▶ [Passage provided]
--- START ---

Creation of Factories
The rapid industrialization of the country from 1865 to 1920 can mainly be attributed to the introduction of the predecessor of the modern-day factory into the U.S market. Before its creation; products used to be made-to-order which limited the amount of time that particular goods could be made and shipped (Horrell & Oxley, 2012). Through the use of factories and a rough version of what we now know as an assembly line, products could now be created in bulk. This lowered their inherent cost which subsequently increased their demand resulting in even more factories being built to match the needs of the market.
Connection to America’s Expansion
Aside from the industrial revolution, another pivotal point that occurred from 1865 to 1920 was America’s Westward Expansion, which was encouraged by the Louisiana Purchase. These two crucial points are connected since the expansion in territory also came to the inevitable increase in the country’s economy (Hirschman & Mogford, 2009). Fueled by its western expansion and the arrival of millions of immigrants over several decades, America’s industrial capacity grew to match the ever-increasing demand for processed goods.
The Growth of the Railroad Industry
The railroad industry contributed immensely to the growth of the industrial revolution since it enabled goods to be transported in large quantities in an expedient fashion (Staudenmaier, 1990). This allowed various products to reach previously inaccessible locations resulting in the rise of overall market demand.
Groups Negatively Affected by the Industrial Revolution
During the industrial revolution, women, children, and immigrant workers bore the brunt of the negative practices that arose during this period. Children were required to help support their families by also working. Unfortunately, they were often used in dangerous jobs such as working in the machinery of a factory or coal mines. This resulted in numerous deaths due to the danger of the equipment and the potential collapse of tunnels (Gordon, 1989).

--- END ---

▶ [Given instruction 1] For each statement, (a), (b) and (c), decide whether it agrees with the passage on American industrialization: (a) before factories, products were made to order; (b) the railroad industry slowed the growth of the industrial revolution; (c) children were kept away from dangerous jobs in factories and coal mines. Answer yes or no, quoting the passage's decisive words for each.
The records have no connection to the passage.

Bounding box data excerpts:
--- START ---

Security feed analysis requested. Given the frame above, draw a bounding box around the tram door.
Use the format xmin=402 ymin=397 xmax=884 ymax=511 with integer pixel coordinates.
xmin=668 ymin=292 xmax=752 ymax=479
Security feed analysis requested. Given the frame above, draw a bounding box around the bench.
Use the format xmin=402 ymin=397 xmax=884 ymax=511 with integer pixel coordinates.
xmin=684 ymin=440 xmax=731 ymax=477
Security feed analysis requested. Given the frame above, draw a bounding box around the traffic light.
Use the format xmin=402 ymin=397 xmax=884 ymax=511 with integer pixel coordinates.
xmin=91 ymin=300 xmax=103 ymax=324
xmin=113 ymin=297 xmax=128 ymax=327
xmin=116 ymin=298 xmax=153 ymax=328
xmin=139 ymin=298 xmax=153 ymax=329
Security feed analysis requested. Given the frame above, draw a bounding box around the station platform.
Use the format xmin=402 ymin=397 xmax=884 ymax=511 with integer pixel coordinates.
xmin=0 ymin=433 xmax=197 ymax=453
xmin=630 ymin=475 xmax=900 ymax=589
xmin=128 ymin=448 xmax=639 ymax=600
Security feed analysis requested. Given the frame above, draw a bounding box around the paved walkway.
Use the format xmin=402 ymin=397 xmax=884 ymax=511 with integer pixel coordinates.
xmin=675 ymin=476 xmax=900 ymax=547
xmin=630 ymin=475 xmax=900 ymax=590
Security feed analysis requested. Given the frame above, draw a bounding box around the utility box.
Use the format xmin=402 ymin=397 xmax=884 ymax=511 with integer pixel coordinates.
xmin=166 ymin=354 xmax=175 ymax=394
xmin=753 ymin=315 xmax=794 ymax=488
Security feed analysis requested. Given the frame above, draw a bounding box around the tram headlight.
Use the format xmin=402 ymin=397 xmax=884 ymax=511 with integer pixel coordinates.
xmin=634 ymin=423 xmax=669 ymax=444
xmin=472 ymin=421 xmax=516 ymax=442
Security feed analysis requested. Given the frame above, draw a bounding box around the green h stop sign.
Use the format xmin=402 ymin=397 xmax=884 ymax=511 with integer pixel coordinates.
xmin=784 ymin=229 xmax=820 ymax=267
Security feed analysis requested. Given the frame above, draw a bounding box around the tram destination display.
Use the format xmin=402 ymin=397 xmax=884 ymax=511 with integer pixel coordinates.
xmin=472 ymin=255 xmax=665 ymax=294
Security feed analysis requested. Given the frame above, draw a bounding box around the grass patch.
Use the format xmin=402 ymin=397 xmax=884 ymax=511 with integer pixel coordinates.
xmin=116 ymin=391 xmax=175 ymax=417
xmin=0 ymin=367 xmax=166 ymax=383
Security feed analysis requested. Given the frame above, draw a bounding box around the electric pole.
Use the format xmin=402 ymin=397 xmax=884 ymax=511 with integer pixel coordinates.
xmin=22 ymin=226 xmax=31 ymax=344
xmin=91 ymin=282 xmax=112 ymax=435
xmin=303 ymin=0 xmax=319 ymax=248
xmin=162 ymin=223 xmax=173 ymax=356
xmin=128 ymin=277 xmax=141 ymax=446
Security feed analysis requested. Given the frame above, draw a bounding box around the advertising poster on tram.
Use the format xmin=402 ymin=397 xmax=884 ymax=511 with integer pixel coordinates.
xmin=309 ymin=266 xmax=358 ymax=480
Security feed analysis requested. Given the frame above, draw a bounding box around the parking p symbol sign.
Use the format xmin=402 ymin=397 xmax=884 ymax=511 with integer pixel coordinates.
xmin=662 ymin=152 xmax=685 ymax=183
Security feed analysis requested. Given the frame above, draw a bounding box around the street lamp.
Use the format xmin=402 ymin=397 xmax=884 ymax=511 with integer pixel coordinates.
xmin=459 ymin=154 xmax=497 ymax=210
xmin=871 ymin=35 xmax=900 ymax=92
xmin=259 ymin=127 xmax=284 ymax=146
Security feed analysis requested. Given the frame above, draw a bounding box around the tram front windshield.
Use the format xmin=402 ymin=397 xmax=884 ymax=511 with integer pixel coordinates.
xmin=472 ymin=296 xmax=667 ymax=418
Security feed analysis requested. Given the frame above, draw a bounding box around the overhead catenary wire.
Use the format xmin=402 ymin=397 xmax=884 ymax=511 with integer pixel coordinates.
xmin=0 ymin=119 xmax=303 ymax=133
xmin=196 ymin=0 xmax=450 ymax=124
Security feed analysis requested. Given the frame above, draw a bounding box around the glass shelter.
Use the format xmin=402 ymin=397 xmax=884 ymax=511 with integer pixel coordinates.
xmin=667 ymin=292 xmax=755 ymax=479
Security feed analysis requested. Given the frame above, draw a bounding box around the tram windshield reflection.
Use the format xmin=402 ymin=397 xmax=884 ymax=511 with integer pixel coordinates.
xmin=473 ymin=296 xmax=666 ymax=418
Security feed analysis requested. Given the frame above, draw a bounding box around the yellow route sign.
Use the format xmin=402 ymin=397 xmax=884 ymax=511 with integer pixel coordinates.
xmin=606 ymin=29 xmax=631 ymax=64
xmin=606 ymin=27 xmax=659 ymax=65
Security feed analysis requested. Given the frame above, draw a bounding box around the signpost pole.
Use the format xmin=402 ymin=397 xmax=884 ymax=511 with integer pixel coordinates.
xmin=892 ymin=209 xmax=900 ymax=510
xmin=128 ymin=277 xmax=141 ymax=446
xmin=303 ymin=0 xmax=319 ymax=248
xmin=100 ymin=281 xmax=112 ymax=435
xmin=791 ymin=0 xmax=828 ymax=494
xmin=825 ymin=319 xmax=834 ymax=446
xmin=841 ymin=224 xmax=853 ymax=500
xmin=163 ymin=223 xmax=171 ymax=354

--- END ---

▶ [Given instruction 2] Please duplicate the lines of the records starting at the line that contains "the utility box." and ending at the line that contains "xmin=0 ymin=367 xmax=166 ymax=383", including both of those lines.

▶ [Exercise output 1]
(a) Yes: "products used to be made-to-order"
(b) No: "The railroad industry contributed immensely to the growth of the industrial revolution"
(c) No: "they were often used in dangerous jobs such as working in the machinery of a factory or coal mines"

▶ [Exercise output 2]
Security feed analysis requested. Given the frame above, draw a bounding box around the utility box.
Use the format xmin=402 ymin=397 xmax=884 ymax=511 with integer pixel coordinates.
xmin=166 ymin=354 xmax=175 ymax=394
xmin=753 ymin=315 xmax=794 ymax=488
Security feed analysis requested. Given the frame above, draw a bounding box around the tram headlight.
Use the format xmin=402 ymin=397 xmax=884 ymax=511 with integer pixel coordinates.
xmin=634 ymin=423 xmax=669 ymax=444
xmin=472 ymin=421 xmax=516 ymax=442
Security feed analysis requested. Given the frame above, draw a bounding box around the green h stop sign.
Use the format xmin=402 ymin=397 xmax=884 ymax=511 with integer pixel coordinates.
xmin=784 ymin=229 xmax=820 ymax=267
Security feed analysis requested. Given the frame above, draw a bounding box around the tram destination display.
Use the format xmin=402 ymin=397 xmax=884 ymax=511 with integer pixel coordinates.
xmin=472 ymin=255 xmax=665 ymax=294
Security feed analysis requested. Given the frame above, draw a bounding box around the grass patch.
Use the format xmin=402 ymin=397 xmax=884 ymax=511 with integer pixel coordinates.
xmin=116 ymin=391 xmax=175 ymax=417
xmin=0 ymin=367 xmax=166 ymax=383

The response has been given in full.